DATA
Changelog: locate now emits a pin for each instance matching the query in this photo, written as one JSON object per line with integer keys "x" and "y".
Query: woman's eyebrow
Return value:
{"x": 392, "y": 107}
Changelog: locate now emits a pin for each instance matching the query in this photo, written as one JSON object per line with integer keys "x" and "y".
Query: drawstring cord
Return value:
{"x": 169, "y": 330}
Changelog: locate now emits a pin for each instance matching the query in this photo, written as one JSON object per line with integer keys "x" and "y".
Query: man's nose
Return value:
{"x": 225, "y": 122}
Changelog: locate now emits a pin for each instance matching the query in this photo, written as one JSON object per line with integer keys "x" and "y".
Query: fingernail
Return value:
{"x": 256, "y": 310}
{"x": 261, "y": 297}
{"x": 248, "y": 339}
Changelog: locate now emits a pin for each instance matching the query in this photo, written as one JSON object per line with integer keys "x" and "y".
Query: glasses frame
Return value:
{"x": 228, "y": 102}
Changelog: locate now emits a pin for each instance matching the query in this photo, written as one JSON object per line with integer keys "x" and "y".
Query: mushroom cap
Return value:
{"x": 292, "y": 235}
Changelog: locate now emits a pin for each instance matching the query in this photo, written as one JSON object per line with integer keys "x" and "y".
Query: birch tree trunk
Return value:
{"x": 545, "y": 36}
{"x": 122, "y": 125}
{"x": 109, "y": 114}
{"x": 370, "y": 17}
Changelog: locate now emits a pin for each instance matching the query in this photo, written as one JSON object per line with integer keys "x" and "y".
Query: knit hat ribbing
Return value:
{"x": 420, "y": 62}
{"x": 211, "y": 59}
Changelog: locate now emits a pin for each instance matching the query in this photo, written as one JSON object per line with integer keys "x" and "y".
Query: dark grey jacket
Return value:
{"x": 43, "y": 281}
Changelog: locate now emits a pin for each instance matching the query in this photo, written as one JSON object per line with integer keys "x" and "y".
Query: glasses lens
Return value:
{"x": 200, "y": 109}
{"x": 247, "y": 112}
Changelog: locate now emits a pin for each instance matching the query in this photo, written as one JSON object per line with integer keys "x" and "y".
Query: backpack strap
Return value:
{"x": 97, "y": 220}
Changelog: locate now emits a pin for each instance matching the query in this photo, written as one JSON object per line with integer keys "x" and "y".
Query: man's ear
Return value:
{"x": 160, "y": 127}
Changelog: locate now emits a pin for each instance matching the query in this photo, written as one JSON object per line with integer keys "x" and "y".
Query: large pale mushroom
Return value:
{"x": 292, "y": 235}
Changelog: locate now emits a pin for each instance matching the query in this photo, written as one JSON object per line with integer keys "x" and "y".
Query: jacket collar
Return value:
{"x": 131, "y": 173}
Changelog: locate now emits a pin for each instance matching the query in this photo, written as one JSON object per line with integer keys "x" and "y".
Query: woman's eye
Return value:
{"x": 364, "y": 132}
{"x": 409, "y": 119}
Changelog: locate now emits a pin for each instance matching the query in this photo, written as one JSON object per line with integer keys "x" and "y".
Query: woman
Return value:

TASK ITEM
From the first record to the last, print each one exactly.

TASK OUTPUT
Changelog: locate now emits a pin for each instance matching the query in this photo, written as one JSON object per line with integer keys "x" and "y".
Query: woman's eyebrow
Return value:
{"x": 392, "y": 107}
Changelog: locate now emits a pin for each instance matching the query in this photo, written as one JSON object per line with integer keys "x" and "y".
Query: drawstring cord
Return value:
{"x": 169, "y": 330}
Changelog: locate now emits a pin for each instance matching the query in this photo, written as one JSON object per line with integer keys "x" and "y".
Query: man's nose
Return value:
{"x": 225, "y": 122}
Changelog: locate now emits a pin for each instance matching the query in this photo, written as one JSON object per line with integer keys "x" and "y".
Query: fingernail
Return value:
{"x": 256, "y": 310}
{"x": 261, "y": 297}
{"x": 248, "y": 339}
Changelog: locate now emits a pin for each instance matching the query in this photo, written as one JSON object per line with integer keys "x" and "y".
Query: glasses frame
Return value:
{"x": 228, "y": 102}
Changelog: locate now emits a pin for each instance matching the query in this photo, written as one JSON object per line with integer keys "x" and "y".
Query: mushroom cap
Return value:
{"x": 292, "y": 235}
Changelog: locate now emits a pin for each instance matching the query in this photo, written as one JSON object per line with integer keys "x" and "y".
Query: birch tree trunk
Return value:
{"x": 545, "y": 36}
{"x": 122, "y": 125}
{"x": 109, "y": 114}
{"x": 370, "y": 17}
Changelog: locate now emits a pin for each instance matching the query in this photo, written as one JSON object per line with integer keys "x" and "y".
Query: knit hat ribbing
Return value:
{"x": 420, "y": 62}
{"x": 211, "y": 59}
Changelog: locate now emits a pin for each instance matching the query in this photo, written as one JSON object per line with integer keys "x" and "y".
Query: dark grey jacket
Return value:
{"x": 43, "y": 281}
Changelog: locate now emits a pin for each instance matching the query in this photo, written as one JSON object per line with integer keys "x" and "y".
Query: glasses lens
Return value:
{"x": 200, "y": 109}
{"x": 247, "y": 112}
Changelog: locate now emits a pin for each instance matching the query in this photo, written as one JSON object per line with integer keys "x" and "y".
Query: backpack strap
Return value:
{"x": 97, "y": 220}
Changelog: locate now emits a pin for each instance matching the query in this photo, written as one JSON object per line with integer keys "x" and "y".
Query: man's ear
Return value:
{"x": 160, "y": 127}
Changelog: locate now emits a pin for each instance matching the query in this photo, written as one JSON object per line with integer keys "x" and "y".
Query: large pale mushroom
Return value:
{"x": 292, "y": 235}
Changelog: locate now emits a pin for each instance matching the query in this photo, written as one JSON object per line with integer keys "x" and "y".
Query: jacket collar
Return value:
{"x": 131, "y": 173}
Changelog: locate now emits a pin for each instance matching the query in this photo, written as one JSON object per line with integer keys "x" and "y".
Query: woman's eye
Return value:
{"x": 364, "y": 132}
{"x": 409, "y": 119}
Changelog: locate now emits a pin for each instance matching the query in this photo, written as one JSON object per line with integer keys "x" and "y".
Query: woman
Return value:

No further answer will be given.